◆ **Objective 1**: Return everything in the records from the line containing "Check that every instance of the polished" down to the line containing "column 380, row 62", copying those lines exactly.

◆ **Passage provided**:
Chapter 01 · ~20 minutes

Skeleton: axum, tracing, graceful shutdown

Stand up the gateway binary with a health endpoint, structured logs, and shutdown semantics that drain in-flight requests instead of dropping them on the floor.

Dependencies

Drop this into infergw/Cargo.toml:

[package]
name = "infergw"
version = "0.1.0"
edition.workspace = true
rust-version.workspace = true

[dependencies]
axum               = "0.7"
tokio              = { version = "1", features = ["macros", "rt-multi-thread", "signal", "time", "sync"] }
tower              = { version = "0.4", features = ["timeout", "limit"] }
tower-http         = { version = "0.5", features = ["trace", "timeout"] }
hyper              = { version = "1", features = ["full"] }
tracing            = "0.1"
tracing-subscriber = { version = "0.3", features = ["env-filter", "json"] }
serde              = { version = "1", features = ["derive"] }
serde_json         = "1"
anyhow             = "1"
thiserror          = "1"

That's the floor — we'll add reqwest, futures, metrics, opentelemetry, and friends in later chapters.

◆ **Records**:
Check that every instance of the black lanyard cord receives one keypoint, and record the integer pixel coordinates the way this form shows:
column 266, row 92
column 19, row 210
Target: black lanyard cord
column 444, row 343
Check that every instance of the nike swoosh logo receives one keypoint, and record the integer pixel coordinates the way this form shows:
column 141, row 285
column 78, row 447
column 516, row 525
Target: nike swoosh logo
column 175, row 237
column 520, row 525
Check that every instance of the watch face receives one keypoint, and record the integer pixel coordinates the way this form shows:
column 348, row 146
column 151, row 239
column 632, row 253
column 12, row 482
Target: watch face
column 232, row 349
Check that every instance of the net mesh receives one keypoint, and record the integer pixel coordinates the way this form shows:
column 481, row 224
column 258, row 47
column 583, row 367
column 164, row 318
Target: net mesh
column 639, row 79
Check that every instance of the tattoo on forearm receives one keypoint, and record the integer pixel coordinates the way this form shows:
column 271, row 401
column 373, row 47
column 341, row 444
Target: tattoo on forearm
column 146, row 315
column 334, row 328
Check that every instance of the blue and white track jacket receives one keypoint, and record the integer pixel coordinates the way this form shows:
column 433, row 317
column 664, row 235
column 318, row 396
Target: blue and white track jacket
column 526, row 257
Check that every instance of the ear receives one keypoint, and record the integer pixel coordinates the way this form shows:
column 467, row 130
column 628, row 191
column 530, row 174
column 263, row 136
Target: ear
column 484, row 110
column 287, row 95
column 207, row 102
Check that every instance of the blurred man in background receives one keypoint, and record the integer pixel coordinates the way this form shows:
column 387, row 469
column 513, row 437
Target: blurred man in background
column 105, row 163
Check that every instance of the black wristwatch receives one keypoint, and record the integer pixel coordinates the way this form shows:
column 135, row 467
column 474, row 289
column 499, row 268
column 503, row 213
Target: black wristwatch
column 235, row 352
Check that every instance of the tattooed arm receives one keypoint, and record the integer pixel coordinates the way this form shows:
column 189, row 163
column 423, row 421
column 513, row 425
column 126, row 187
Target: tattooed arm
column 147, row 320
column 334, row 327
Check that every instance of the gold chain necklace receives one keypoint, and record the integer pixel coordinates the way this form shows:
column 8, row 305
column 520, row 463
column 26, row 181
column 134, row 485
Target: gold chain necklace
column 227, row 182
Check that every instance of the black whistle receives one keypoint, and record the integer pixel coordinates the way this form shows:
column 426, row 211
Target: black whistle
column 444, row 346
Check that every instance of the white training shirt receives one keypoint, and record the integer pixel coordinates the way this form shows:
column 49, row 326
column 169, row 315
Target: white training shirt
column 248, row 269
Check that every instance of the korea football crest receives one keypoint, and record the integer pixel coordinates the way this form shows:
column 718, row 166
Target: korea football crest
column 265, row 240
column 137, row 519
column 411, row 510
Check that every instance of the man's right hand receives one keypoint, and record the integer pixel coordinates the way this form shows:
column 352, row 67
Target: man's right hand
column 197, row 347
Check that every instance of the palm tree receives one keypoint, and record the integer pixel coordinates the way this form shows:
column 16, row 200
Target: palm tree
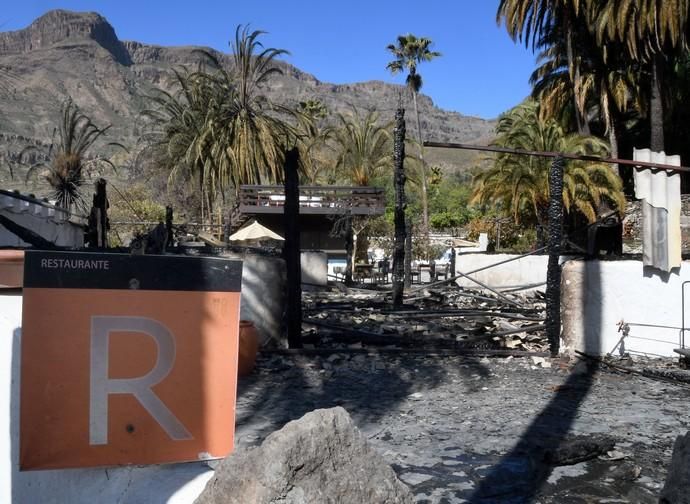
column 531, row 20
column 218, row 127
column 312, row 139
column 607, row 84
column 408, row 53
column 651, row 30
column 68, row 160
column 179, row 134
column 518, row 185
column 253, row 135
column 364, row 147
column 364, row 152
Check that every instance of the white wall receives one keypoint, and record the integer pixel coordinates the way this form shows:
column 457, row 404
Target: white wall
column 53, row 224
column 172, row 483
column 596, row 295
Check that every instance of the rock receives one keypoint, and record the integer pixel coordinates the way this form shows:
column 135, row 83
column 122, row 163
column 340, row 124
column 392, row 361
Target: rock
column 320, row 458
column 579, row 449
column 677, row 487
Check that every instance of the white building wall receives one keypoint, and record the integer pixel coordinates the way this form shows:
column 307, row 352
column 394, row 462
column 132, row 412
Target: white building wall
column 597, row 295
column 53, row 224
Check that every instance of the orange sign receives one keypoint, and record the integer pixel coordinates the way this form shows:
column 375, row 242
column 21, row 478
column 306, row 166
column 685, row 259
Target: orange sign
column 127, row 359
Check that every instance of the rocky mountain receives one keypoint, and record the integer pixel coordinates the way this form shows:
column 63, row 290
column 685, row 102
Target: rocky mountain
column 74, row 54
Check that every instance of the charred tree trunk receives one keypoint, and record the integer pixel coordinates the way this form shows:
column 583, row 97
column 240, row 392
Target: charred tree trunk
column 168, row 225
column 425, row 202
column 292, row 250
column 349, row 249
column 553, row 272
column 400, row 205
column 656, row 107
column 408, row 253
column 100, row 209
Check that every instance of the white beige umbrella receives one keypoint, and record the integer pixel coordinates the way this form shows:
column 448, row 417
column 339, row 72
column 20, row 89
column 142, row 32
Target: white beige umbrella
column 255, row 231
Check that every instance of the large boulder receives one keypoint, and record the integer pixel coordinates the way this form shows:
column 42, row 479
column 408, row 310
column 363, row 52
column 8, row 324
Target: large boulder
column 677, row 487
column 320, row 458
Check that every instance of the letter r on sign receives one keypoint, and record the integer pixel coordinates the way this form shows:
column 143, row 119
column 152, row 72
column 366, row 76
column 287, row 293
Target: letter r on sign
column 140, row 387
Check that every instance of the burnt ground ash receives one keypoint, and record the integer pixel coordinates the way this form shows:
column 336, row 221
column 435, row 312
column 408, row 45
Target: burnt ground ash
column 481, row 430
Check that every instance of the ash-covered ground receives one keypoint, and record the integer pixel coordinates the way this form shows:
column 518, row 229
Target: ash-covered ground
column 463, row 428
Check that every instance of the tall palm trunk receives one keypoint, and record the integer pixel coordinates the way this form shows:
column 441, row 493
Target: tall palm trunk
column 656, row 108
column 613, row 140
column 610, row 124
column 425, row 204
column 574, row 73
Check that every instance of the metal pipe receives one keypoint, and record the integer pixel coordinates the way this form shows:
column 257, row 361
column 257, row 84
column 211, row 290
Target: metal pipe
column 477, row 270
column 501, row 296
column 521, row 152
column 682, row 315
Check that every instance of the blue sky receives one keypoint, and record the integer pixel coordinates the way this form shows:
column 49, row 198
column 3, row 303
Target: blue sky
column 482, row 72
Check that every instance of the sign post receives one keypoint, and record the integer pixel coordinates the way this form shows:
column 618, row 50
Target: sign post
column 127, row 359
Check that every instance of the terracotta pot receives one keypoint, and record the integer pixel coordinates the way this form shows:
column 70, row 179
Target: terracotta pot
column 249, row 346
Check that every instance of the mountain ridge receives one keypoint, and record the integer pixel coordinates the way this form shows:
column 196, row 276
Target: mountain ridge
column 64, row 53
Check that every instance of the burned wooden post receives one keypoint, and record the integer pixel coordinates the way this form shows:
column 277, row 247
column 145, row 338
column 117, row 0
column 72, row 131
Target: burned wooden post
column 291, row 250
column 349, row 249
column 408, row 253
column 168, row 225
column 400, row 205
column 451, row 266
column 100, row 210
column 553, row 272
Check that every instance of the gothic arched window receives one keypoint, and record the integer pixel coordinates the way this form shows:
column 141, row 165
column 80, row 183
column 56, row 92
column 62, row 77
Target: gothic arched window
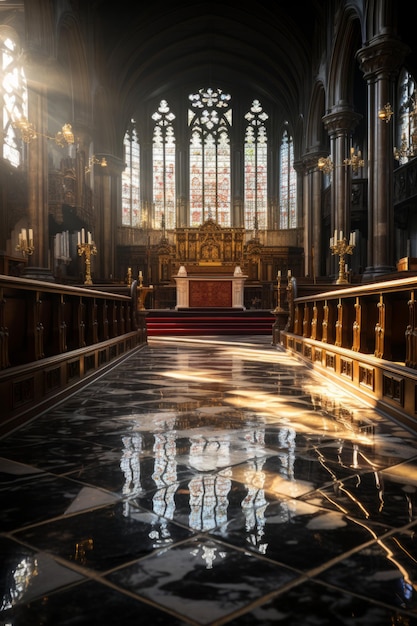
column 131, row 205
column 14, row 97
column 210, row 119
column 163, row 154
column 406, row 119
column 256, row 168
column 288, row 184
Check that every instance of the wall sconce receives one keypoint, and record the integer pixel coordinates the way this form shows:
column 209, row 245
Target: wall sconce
column 93, row 160
column 355, row 161
column 28, row 131
column 25, row 245
column 385, row 114
column 406, row 151
column 325, row 164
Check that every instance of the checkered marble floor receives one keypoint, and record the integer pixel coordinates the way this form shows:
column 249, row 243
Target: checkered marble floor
column 206, row 482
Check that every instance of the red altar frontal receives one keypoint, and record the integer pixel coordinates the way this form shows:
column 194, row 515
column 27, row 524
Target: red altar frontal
column 210, row 291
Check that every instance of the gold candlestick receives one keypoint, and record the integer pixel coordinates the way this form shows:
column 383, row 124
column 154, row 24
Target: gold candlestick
column 341, row 247
column 278, row 308
column 25, row 245
column 87, row 249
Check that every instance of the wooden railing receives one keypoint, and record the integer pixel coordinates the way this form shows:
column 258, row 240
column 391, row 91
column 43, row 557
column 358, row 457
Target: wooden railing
column 363, row 336
column 55, row 337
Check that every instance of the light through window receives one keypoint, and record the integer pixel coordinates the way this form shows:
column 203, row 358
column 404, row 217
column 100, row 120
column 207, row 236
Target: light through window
column 164, row 167
column 288, row 181
column 256, row 168
column 210, row 119
column 14, row 98
column 131, row 206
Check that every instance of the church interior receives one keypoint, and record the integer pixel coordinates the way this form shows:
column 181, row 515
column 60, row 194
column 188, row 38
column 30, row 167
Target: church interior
column 208, row 313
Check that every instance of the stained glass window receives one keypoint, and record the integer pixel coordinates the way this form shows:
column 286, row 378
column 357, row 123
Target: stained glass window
column 288, row 184
column 406, row 119
column 256, row 154
column 163, row 153
column 14, row 98
column 210, row 119
column 131, row 205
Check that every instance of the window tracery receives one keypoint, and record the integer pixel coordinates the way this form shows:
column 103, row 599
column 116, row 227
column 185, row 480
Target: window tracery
column 210, row 189
column 131, row 204
column 256, row 168
column 288, row 188
column 14, row 97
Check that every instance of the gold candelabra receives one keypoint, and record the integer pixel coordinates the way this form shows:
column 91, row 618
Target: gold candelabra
column 63, row 137
column 93, row 160
column 385, row 114
column 355, row 161
column 142, row 292
column 278, row 308
column 25, row 244
column 88, row 248
column 342, row 247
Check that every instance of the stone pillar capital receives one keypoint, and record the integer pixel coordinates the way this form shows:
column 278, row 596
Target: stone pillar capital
column 383, row 56
column 341, row 121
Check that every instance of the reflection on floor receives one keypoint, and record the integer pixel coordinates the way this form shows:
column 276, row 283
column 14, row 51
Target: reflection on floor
column 212, row 481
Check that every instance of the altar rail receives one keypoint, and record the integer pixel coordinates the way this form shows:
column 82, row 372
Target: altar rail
column 363, row 337
column 54, row 338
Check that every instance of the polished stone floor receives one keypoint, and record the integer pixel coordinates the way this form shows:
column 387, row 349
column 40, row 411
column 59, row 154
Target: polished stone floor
column 208, row 482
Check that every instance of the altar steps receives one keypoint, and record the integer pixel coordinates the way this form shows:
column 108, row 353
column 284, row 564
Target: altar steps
column 209, row 322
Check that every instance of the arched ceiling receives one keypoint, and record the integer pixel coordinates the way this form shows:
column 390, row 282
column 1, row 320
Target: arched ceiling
column 152, row 49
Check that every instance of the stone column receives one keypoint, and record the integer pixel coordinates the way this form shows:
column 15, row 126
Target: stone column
column 340, row 123
column 312, row 190
column 380, row 62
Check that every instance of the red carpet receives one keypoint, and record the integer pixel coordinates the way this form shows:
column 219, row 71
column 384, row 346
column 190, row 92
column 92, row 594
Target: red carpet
column 209, row 322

◆ **Objective 2**:
Answer these questions about the gateway skeleton chapter:
(a) What version of axum is listed in the dependencies?
(b) What name is given to the package?
(c) Which crates does the chapter say will be added in later chapters?

◆ **Expected answer 1**:
Check that every instance of the polished stone floor receives one keypoint, and record the integer pixel coordinates the way this form shows:
column 387, row 349
column 40, row 411
column 59, row 154
Target: polished stone floor
column 208, row 482
Check that every instance of the altar steps receives one keypoint, and record the integer pixel coordinates the way this form shows:
column 108, row 353
column 284, row 564
Target: altar steps
column 209, row 322
Check that every instance of the arched ceiling receives one keypoint, and record the integer pixel coordinates the way this form shows:
column 390, row 282
column 1, row 320
Target: arched ceiling
column 152, row 49
Check that every instance of the stone column receives one keypoint, and record the integer pixel coordinates the way this form shows:
column 15, row 126
Target: stone column
column 340, row 123
column 312, row 190
column 380, row 62

◆ **Expected answer 2**:
(a) "0.7"
(b) infergw
(c) reqwest, futures, metrics, and opentelemetry